Most of us have experienced the frustration that occurs when a conflict between family members drags into the holidays. Not many of us can say we’ve never seen a situation blown so far out of proportion that bonds built over decades are broken in seconds. Sadly, some of us have even had to admit that our desire for reconciliation has dwindled over time. Whether rifts were caused by legitimate hurts requiring real boundaries or less serious miscommunications and differences of opinions, conflict is never greeted with a welcome mat.
Unfortunately, since sin is often a driving force behind conflict, family strife is inevitable. But God created us to belong, to be loving members of a family—first and foremost His family. He made each of His beautifully diverse image-bearers to be valuable and valued parts of a whole, to thrive within a healthy interdependent global community, and to need each other.
Though our ingrained need for intimacy and belonging may feel like our greatest weakness at times, this foundation for fellowship is in fact our greatest strength as individuals created through and for community. So, when strife slithers in through unresolved conflicts, festering misunderstandings, unspoken or unmet needs, or abuse, the community God planned to use for His glory can cause scars that impact generations. No family is affected more deeply and negatively by familial strife than the multi-ethnic, multi-cultural, and multi-generational family God has set apart and called His own—the Church.

— Data lines —
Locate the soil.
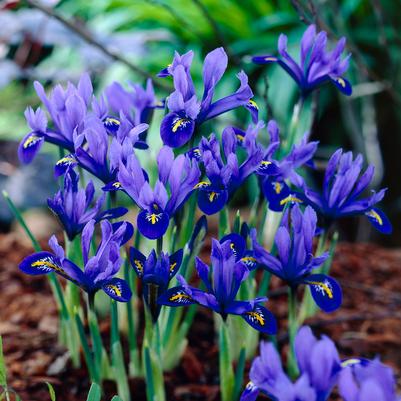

— Tasks and exercises —
- A) According to the piece on family conflict, why is family strife inevitable? Answer in one to three sentences.
- B) Pick up the piece on family conflict after its final sentence and continue it.

— Results in order —
- A) Family strife is inevitable because sin is often a driving force behind conflict.

- B)
The Burden of Belonging
Family brokenness and hurt impacts most of us, in some way or another. Many of us have sought to fill our need for authentic relationships in spaces that make us feel accepted. That dire need for approval, however, can come at a price we don’t truly comprehend until we’ve already compromised our well-being or contorted our belief system. Pandering to please people can lead to resentment, bitterness, and a burden of belonging that pulls us further from God, distorts our identity, and blurs our vision so we’re prone to stray from the path He’s set before us. Begging to belong, like badgering someone to change so they can fit our version of acceptable, never leads to the healthy and holy relationships God intends for His people.
The apostle Paul rightly warned believers to avoid conforming to the world and instead be transformed by God’s Spirit and God’s Word (Romans 12:2). However, most of us have been tempted to expect people to look like or act like other people instead of like Jesus. This unbiblical approach to conditional fellowship results in pushing unbelievers and even devoted believers further away from us, from God, and from His Church. When we destroy authentic relationships through expressions of judgment, insecurity, or fear of the unfamiliar, we lose opportunities to live as witnesses who invite others to draw near to God the Father so God the Spirit can make us all look like God the Son.
Sowing Seeds of Strife
The Scriptures offer healthy and holy examples of biblical exhortation, which is needed. God encourages believers to come alongside each other in prayer as He changes us while using us as individuals and as a community of believers. However, God never asks us to manufacture or force the transforming work of the Spirit in someone else’s life, or to fake Christ-like character in our own lives.
Our attempts to do so always result in sowing seeds of unnecessary strife and the worship of something besides God. When we insist our way is the only way to think, behave, or even worship the one true God, “self” is most likely the object of our worship. When Luke wrote his letter to Theophilus, he highlighted how the apostle Paul confronted both unbelievers and believers about idolatry. Paul went to the Jewish synagogue in Athens and “reasoned with them from the Scriptures” (Acts 17:1–2). He didn’t share his opinions or his experiences. Instead, by the power of the Spirit of God working in and through him, Paul remained focused on the unerring, infallible, God-breathed words of Scripture.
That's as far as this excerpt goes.